→ Work item
Print the full Leicester–Wolves match report below, word for word, with nothing left out or changed.

→ Exercise passage
This felt like an unwelcome reminder for Wolves as to just how unforgiving the Premier League can be. Nuno Espírito Santo and the club have high expectations for this season and on another day they could easily have come away from Leicester with their first top-flight victory since 2012.
Instead Wolves were left to rue the combination of their profligacy in front of goal, the woodwork and some misfortune at the other end of the pitch as Leicester collected three points despite finishing the game with 10 men.
Jamie Vardy was dismissed midway through the second half following a robust challenge on Matt Doherty, whose own goal had put Leicester ahead against the run of play. Vardy got the ball first as he lunged with his left boot but it was the reckless nature of the follow-through – he clattered into Doherty – that prompted Mike Dean to brandish a straight red card. Doherty was unable to continue and Vardy will serve an automatic three-match ban.
For Wolves there was no way back into a game that had drifted away from them towards the end of the first half, when James Maddison marked his home debut with a deflected goal that doubled Leicester’s lead and gave Claude Puel’s side much-needed breathing space.

→ Stored data
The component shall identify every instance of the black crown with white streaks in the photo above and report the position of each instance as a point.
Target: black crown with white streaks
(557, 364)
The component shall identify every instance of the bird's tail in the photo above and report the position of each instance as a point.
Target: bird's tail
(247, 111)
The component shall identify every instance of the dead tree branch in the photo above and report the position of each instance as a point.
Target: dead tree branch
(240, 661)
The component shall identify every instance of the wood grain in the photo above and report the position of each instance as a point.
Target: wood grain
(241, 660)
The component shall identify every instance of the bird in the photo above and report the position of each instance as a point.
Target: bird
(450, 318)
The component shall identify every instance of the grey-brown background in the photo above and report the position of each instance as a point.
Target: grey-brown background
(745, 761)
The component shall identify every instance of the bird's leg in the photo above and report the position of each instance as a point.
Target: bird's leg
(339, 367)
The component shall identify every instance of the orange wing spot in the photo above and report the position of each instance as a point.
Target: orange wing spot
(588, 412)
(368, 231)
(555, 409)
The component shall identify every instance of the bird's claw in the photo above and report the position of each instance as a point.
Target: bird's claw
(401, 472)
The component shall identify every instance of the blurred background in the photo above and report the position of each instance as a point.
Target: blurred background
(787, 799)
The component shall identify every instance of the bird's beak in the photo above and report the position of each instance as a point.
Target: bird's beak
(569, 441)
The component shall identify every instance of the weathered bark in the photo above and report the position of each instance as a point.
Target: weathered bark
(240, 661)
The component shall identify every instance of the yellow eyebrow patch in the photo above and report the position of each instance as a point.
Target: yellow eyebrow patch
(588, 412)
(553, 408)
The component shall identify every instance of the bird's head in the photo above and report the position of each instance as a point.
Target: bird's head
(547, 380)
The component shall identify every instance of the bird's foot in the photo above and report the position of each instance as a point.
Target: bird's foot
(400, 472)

→ Task output
This felt like an unwelcome reminder for Wolves as to just how unforgiving the Premier League can be. Nuno Espírito Santo and the club have high expectations for this season and on another day they could easily have come away from Leicester with their first top-flight victory since 2012.
Instead Wolves were left to rue the combination of their profligacy in front of goal, the woodwork and some misfortune at the other end of the pitch as Leicester collected three points despite finishing the game with 10 men.
Jamie Vardy was dismissed midway through the second half following a robust challenge on Matt Doherty, whose own goal had put Leicester ahead against the run of play. Vardy got the ball first as he lunged with his left boot but it was the reckless nature of the follow-through – he clattered into Doherty – that prompted Mike Dean to brandish a straight red card. Doherty was unable to continue and Vardy will serve an automatic three-match ban.
For Wolves there was no way back into a game that had drifted away from them towards the end of the first half, when James Maddison marked his home debut with a deflected goal that doubled Leicester’s lead and gave Claude Puel’s side much-needed breathing space.